**TASK TO CARRY OUT:** Reply with one number, the count of lines below that contain the string "water".

**EXERCISE MATERIAL:**
▼

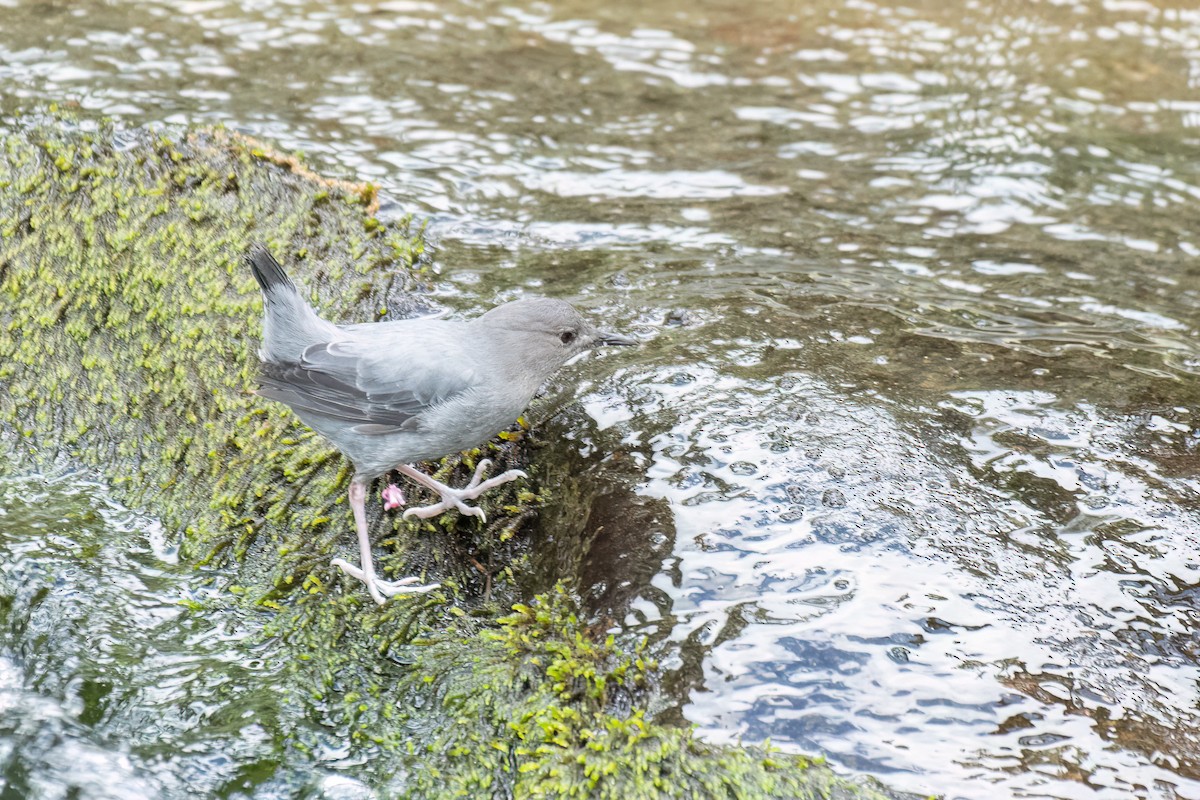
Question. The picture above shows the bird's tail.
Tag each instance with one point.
(289, 324)
(267, 270)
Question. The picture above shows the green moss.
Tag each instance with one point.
(127, 336)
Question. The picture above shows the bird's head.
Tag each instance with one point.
(547, 332)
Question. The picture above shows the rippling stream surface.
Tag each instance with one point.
(912, 438)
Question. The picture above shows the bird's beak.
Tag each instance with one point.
(603, 338)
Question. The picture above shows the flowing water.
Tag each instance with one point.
(906, 469)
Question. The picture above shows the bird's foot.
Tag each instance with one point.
(381, 590)
(393, 497)
(454, 498)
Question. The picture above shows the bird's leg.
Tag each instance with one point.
(393, 497)
(455, 498)
(378, 589)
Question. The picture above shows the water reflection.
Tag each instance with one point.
(913, 437)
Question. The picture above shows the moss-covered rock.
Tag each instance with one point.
(127, 335)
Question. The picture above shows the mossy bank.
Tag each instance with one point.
(127, 335)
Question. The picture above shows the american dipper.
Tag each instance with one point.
(400, 391)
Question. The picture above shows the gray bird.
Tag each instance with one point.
(394, 392)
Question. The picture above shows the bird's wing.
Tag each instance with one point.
(379, 378)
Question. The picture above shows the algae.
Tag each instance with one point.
(127, 335)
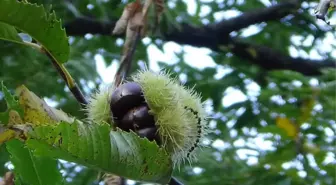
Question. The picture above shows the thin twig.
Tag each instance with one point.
(68, 80)
(174, 181)
(126, 63)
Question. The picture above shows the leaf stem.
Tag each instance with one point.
(126, 63)
(70, 82)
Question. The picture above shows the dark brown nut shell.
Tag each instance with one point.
(136, 118)
(150, 133)
(124, 98)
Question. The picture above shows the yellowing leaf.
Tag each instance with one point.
(14, 118)
(252, 52)
(287, 125)
(6, 135)
(306, 109)
(36, 111)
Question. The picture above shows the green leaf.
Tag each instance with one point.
(9, 33)
(31, 169)
(12, 104)
(122, 153)
(39, 24)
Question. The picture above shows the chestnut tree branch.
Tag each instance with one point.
(217, 35)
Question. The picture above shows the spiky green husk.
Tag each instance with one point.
(178, 111)
(98, 109)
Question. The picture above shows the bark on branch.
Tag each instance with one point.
(214, 36)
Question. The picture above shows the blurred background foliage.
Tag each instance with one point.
(269, 126)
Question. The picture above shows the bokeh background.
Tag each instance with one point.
(263, 67)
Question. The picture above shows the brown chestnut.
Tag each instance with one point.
(136, 118)
(126, 97)
(150, 133)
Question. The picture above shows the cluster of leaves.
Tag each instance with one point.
(36, 135)
(292, 114)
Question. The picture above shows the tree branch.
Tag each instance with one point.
(214, 36)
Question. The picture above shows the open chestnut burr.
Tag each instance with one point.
(131, 112)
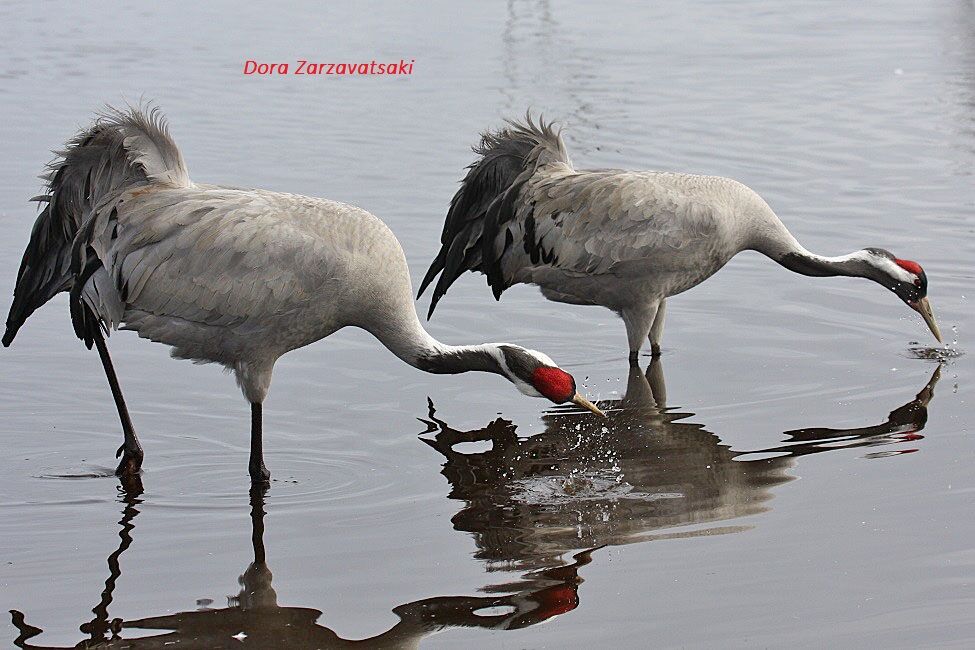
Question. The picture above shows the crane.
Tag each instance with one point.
(226, 275)
(625, 240)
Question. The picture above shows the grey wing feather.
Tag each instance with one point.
(598, 222)
(120, 150)
(205, 258)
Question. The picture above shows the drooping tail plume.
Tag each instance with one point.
(489, 197)
(120, 150)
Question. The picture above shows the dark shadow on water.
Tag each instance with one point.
(541, 505)
(647, 472)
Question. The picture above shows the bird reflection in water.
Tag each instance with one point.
(645, 473)
(541, 505)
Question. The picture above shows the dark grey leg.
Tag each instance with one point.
(131, 450)
(258, 471)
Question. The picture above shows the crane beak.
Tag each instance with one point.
(586, 404)
(923, 307)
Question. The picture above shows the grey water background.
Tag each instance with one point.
(810, 482)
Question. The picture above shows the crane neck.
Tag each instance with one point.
(774, 240)
(405, 336)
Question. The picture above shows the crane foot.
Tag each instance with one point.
(260, 475)
(131, 463)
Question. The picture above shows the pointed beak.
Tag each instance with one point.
(923, 307)
(586, 404)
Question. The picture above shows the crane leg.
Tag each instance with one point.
(131, 450)
(638, 322)
(258, 472)
(657, 329)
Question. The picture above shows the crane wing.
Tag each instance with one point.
(207, 255)
(607, 221)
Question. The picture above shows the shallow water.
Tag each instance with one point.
(404, 504)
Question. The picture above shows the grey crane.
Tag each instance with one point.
(227, 275)
(626, 240)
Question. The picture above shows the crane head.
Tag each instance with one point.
(908, 281)
(536, 375)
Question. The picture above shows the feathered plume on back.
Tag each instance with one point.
(487, 199)
(121, 149)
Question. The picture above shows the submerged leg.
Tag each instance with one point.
(657, 329)
(638, 322)
(258, 471)
(131, 450)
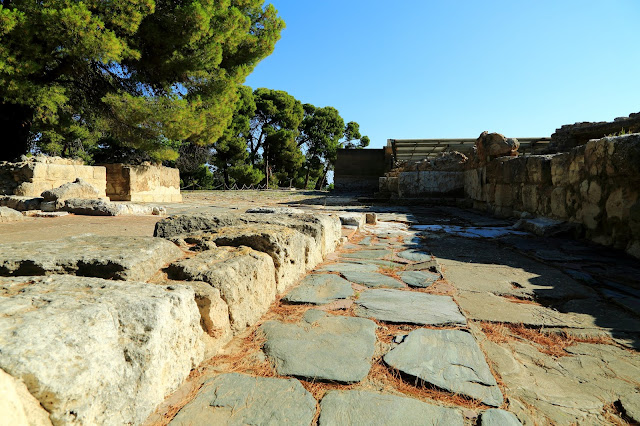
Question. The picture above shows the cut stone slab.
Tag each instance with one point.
(631, 406)
(492, 308)
(245, 278)
(321, 347)
(357, 407)
(287, 247)
(415, 255)
(421, 279)
(372, 279)
(348, 267)
(120, 258)
(497, 417)
(369, 254)
(448, 359)
(96, 351)
(408, 307)
(79, 188)
(238, 399)
(10, 215)
(17, 406)
(319, 289)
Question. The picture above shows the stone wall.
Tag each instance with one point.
(35, 175)
(144, 183)
(595, 186)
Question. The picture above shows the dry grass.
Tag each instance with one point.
(549, 343)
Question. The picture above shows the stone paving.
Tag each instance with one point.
(435, 325)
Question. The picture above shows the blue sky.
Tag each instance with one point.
(454, 68)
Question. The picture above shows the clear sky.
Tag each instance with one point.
(454, 68)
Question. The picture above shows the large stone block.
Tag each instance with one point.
(94, 351)
(245, 278)
(120, 258)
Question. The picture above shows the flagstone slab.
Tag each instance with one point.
(321, 347)
(319, 289)
(409, 307)
(373, 279)
(238, 399)
(357, 407)
(421, 279)
(448, 359)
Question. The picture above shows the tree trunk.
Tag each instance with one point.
(15, 126)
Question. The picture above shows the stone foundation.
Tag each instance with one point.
(35, 175)
(145, 183)
(596, 186)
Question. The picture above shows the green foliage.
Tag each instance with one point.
(147, 74)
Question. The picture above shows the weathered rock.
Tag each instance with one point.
(419, 278)
(10, 215)
(20, 203)
(372, 279)
(287, 247)
(348, 267)
(238, 399)
(415, 255)
(497, 417)
(94, 351)
(245, 278)
(17, 406)
(358, 407)
(377, 254)
(631, 406)
(324, 229)
(564, 390)
(120, 258)
(321, 347)
(408, 307)
(319, 289)
(448, 359)
(79, 188)
(352, 219)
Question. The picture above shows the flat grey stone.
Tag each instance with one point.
(497, 417)
(321, 347)
(415, 255)
(348, 267)
(371, 254)
(419, 278)
(631, 406)
(408, 307)
(373, 279)
(448, 359)
(120, 258)
(364, 408)
(319, 289)
(238, 399)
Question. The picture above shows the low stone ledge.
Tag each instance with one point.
(94, 351)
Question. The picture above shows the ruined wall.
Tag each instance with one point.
(37, 174)
(359, 169)
(595, 185)
(144, 183)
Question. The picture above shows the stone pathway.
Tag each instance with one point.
(434, 325)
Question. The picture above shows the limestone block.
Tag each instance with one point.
(245, 278)
(287, 247)
(95, 351)
(17, 406)
(120, 258)
(619, 203)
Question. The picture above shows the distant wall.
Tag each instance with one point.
(33, 176)
(359, 169)
(596, 185)
(145, 183)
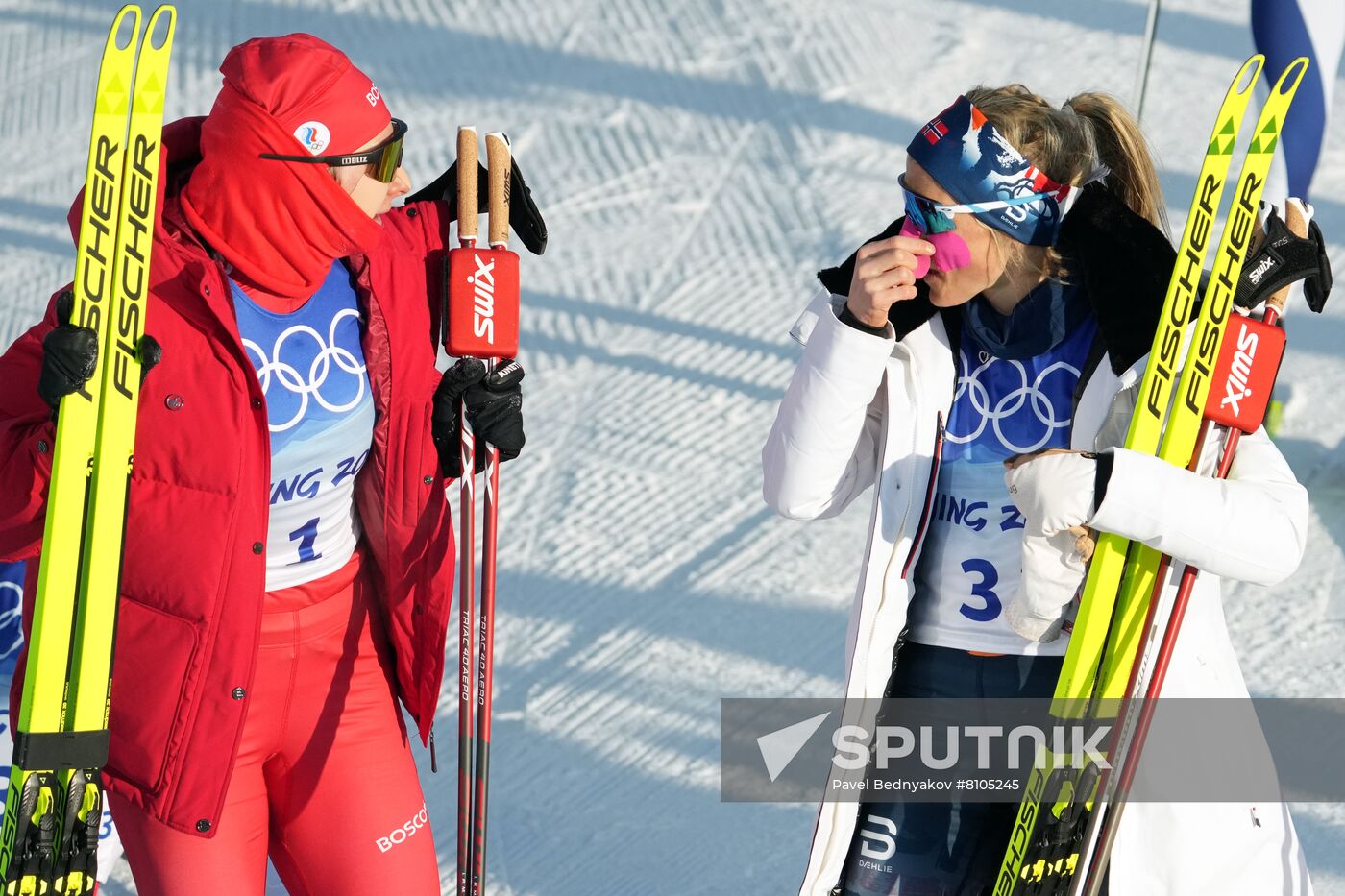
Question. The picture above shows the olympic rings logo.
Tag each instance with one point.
(292, 381)
(1012, 410)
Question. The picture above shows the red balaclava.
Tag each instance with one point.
(281, 224)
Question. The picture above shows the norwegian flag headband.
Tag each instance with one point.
(974, 163)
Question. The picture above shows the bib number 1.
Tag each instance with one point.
(306, 537)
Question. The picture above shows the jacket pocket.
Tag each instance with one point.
(417, 459)
(152, 657)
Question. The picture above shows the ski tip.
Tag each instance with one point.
(1250, 73)
(161, 24)
(120, 36)
(1294, 73)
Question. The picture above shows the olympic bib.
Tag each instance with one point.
(320, 417)
(971, 563)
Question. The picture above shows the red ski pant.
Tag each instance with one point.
(325, 782)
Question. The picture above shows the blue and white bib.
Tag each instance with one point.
(971, 563)
(320, 415)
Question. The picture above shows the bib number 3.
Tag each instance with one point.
(982, 590)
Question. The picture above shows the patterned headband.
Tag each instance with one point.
(970, 159)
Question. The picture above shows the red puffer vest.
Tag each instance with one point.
(192, 577)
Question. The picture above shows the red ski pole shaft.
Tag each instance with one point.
(467, 204)
(1186, 587)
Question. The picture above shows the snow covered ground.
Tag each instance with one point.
(697, 160)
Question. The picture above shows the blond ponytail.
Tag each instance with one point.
(1068, 144)
(1122, 147)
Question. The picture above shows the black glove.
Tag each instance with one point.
(70, 355)
(1284, 258)
(524, 215)
(494, 408)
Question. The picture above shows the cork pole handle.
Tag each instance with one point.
(467, 200)
(498, 159)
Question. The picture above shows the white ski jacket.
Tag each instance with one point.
(867, 412)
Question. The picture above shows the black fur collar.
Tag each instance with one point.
(1122, 260)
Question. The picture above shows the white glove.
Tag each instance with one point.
(1055, 489)
(1055, 494)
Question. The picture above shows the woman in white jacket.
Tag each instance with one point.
(1008, 312)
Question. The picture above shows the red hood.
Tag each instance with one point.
(181, 150)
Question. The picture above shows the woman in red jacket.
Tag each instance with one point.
(289, 552)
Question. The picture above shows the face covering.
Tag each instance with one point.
(950, 252)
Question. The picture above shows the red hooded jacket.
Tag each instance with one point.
(194, 566)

▲

**COMPLETED EXERCISE:** 6